SELECTED PASSAGE:
╔══
Strange. I have no problem with it - I use it every week for the Race to sub-20 and the Blindfold Race. It's particularly nice for the Blindfold Race because I can generate scrambles for different-sized puzzles, and then I just have a perl script that populates a template for all the weekly scrambles. It's simple and basic, but I really love odder's scrambler for that.


----------



## cubernya (Sep 7, 2012)

theZcuber said:


> One thing that would be very simple: A site where you can put in a (my)SQL query and run it on the WCA database. I can't get BigDump to work with phpmyadmin, so I haven't been able to run queries on it



Anybody? Should be fairly simple to set up, just use the database online, textarea, and remove insert and similar functions


----------



## Selkie (Sep 7, 2012)

A Leman said:


> odder's link didn't seem to work but stefan's seems perfect to me, Thanks again



Perhaps you were missing the required arguments off the URL

If you go to http://scrambler.odderen.dk/ you will get a blank page as you have not specified any scrambles you want,

whereas http://scrambler.odderen.dk/?333=100&group=10 will give you 100 3x3 scrambles in groups of 10.


Didn't see the original post and was not aware Odder's page was there but will definitely be using it in future. At last some unbiased by hand scramble square-1 during lunch at work 

EDit: Also going to have a look at the .NET aCube stuff, thanks for the post Stachu


----------



## Stefan (Sep 7, 2012)

theZcuber said:


> I can't get BigDump to work with phpmyadmin



Can't you just use the mysql command line tool?


----------



## riffz (Sep 9, 2012)

An OLLCP trainer where you can turn cases on and off and assign a specific display orientation to each case.


----------



## MWilson (Sep 9, 2012)

riffz said:


> An OLLCP trainer where you can turn cases on and off and assign a specific display orientation to each case.



Can you give more detail of what would be necessary for an OLLCP trainer? I've been developing a generalized algorithm trainer over the last few days and I hadn't considered the "specific display orientation". I want to make sure I understand what you mean.


----------



## StachuK1992 (Sep 10, 2012)

I have a request; scramble all but the first layer. (implementation in qqtimer would be nice..)


----------



## Cool Frog (Sep 10, 2012)

riffz said:


> An OLLCP trainer where you can turn cases on and off and assign a specific display orientation to each case.



THIS THIS THIS!


----------



## mdolszak (Sep 10, 2012)

I was thinking that a timer with achievements would be really cool. Like an achievement pops up on your first sub-20 single, Ao5, Ao12, etc. Also things like "complete 1000 solves" would be nice.

I think this would motivate some people to practice more, as it's fun when you're rewarded with achievements.


----------



## PandaCuber (Sep 10, 2012)
╚══
THE TASKS:
1. In the forum thread about cubing tools, what does the address http://scrambler.odderen.dk/?333=100&group=10 give you?
2. Continue the forum thread about cubing tools from the point where it stops.
The listing has nothing to do with the forum thread about cubing tools.

SUPPLIED INFORMATION:
╔══
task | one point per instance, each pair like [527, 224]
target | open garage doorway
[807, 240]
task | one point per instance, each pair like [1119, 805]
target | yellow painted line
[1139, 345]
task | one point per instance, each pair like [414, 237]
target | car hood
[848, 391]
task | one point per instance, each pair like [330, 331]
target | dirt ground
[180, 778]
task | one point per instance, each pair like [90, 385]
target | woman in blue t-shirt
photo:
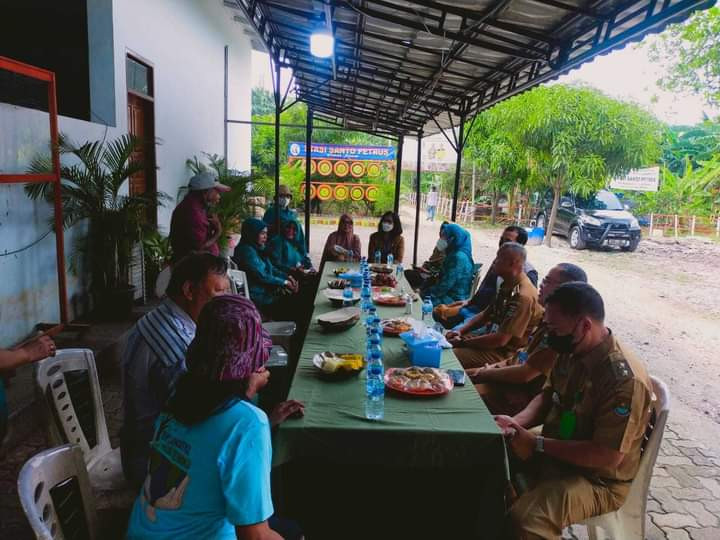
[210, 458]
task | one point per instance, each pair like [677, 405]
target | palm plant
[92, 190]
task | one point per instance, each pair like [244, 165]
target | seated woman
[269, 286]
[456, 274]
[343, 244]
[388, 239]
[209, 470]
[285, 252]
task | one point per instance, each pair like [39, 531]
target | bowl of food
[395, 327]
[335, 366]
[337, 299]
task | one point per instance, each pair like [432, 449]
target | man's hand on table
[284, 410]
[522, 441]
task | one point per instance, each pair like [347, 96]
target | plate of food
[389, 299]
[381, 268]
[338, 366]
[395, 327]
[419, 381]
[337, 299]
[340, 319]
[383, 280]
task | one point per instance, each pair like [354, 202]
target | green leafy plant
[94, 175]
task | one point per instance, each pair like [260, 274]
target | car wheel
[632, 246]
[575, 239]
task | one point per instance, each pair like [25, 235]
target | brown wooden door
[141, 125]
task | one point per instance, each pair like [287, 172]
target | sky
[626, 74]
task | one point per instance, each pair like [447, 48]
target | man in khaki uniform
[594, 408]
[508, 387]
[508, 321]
╚══
╔══
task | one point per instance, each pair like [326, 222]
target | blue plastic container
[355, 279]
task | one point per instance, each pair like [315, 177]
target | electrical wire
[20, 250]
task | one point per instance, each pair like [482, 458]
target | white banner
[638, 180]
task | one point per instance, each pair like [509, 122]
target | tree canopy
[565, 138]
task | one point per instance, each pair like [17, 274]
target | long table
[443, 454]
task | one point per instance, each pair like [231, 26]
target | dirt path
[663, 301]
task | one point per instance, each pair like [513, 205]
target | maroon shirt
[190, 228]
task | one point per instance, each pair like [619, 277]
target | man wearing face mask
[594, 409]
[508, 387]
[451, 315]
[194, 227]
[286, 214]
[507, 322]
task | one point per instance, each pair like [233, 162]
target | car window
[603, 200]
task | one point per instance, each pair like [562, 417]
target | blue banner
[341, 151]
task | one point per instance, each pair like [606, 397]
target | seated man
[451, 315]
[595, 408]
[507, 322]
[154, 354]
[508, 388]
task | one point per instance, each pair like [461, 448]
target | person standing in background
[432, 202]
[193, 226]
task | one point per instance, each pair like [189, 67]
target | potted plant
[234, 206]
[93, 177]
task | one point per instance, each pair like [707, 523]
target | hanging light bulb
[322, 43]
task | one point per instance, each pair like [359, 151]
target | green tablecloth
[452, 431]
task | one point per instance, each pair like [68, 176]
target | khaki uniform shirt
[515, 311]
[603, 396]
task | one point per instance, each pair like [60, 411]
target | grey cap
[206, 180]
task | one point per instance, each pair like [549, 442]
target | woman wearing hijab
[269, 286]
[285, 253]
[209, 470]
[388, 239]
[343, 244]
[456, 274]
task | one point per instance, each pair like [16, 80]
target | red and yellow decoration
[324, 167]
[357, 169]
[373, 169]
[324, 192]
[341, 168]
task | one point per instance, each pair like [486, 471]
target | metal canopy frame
╚══
ANSWERS TO THE TASKS:
1. It gives 100 3x3 scrambles in groups of 10.

2.
mdolszak said:


> I was thinking that a timer with achievements would be really cool. Like an achievement pops up on your first sub-20 single, Ao5, Ao12, etc. Also things like "complete 1000 solves" would be nice.
> 
> I think this would motivate some people to practice more, as it's fun when you're rewarded with achievements.




this would be awesome! 
achievements => yes


----------



## mdolszak (Sep 10, 2012)

PandaCuber said:


> this would be awesome!
> achievements => yes


Haha ikr?!

Achievements have become so popular in things like Xbox and Minecraft, so why shouldn't they work for cubing?


----------



## MWilson (Sep 10, 2012)

Cool Frog said:


> THIS THIS THIS!



I'm close to finishing a program that can be a trainer for any alg set, but I don't have experience with OLLCP. Can you explain what riffz meant by "specific display orientation"?


----------



## riffz (Sep 10, 2012)

Dominate said:


> I'm close to finishing a program that can be a trainer for any alg set, but I don't have experience with OLLCP. Can you explain what riffz meant by "specific display orientation"?



I meant that different people use different CLL recognition systems so it would be nice for the program to remember which AUF we use to recognize each case.

Basically just let us save whether the image needs to be rotated 90, 180, or 270 degrees before it's displayed.


----------



## Stefan (Sep 11, 2012)

An easy to use (both for developers and for users) plug-in for using the stackmat signal, at least for Java.

Btw, has anyone tested whether the gen 3 QJ timer's signal works (with Prisma or CCT)?


----------



## MWilson (Sep 13, 2012)

riffz said:


> I meant that different people use different CLL recognition systems so it would be nice for the program to remember which AUF we use to recognize each case.
> 
> Basically just let us save whether the image needs to be rotated 90, 180, or 270 degrees before it's displayed.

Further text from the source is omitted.